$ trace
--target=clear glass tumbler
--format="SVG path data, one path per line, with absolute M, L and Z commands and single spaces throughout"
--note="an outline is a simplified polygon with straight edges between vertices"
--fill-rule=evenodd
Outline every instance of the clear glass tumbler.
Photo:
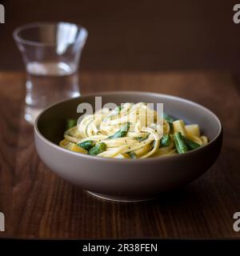
M 80 95 L 78 69 L 87 30 L 67 22 L 37 22 L 14 31 L 26 70 L 25 118 L 33 123 L 50 103 Z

------------------------------------

| WHAT TO DO |
Reproduce all the items above, requests included, scaling every vertex coordinate in the answer outlines by 1.2 and rounding each to a whole number, with halves rounded up, and leave the pictures out.

| WRITTEN RESPONSE |
$ trace
--target=clear glass tumbler
--format="SVG path data, one path per line, with absolute M, L and Z commands and single spaces throughout"
--note="an outline is a simplified polygon with straight edges between vertices"
--fill-rule=evenodd
Outline every instance of the clear glass tumbler.
Photo:
M 96 114 L 94 83 L 104 36 L 80 26 L 44 26 L 17 37 L 31 84 L 30 142 L 40 148 L 60 124 Z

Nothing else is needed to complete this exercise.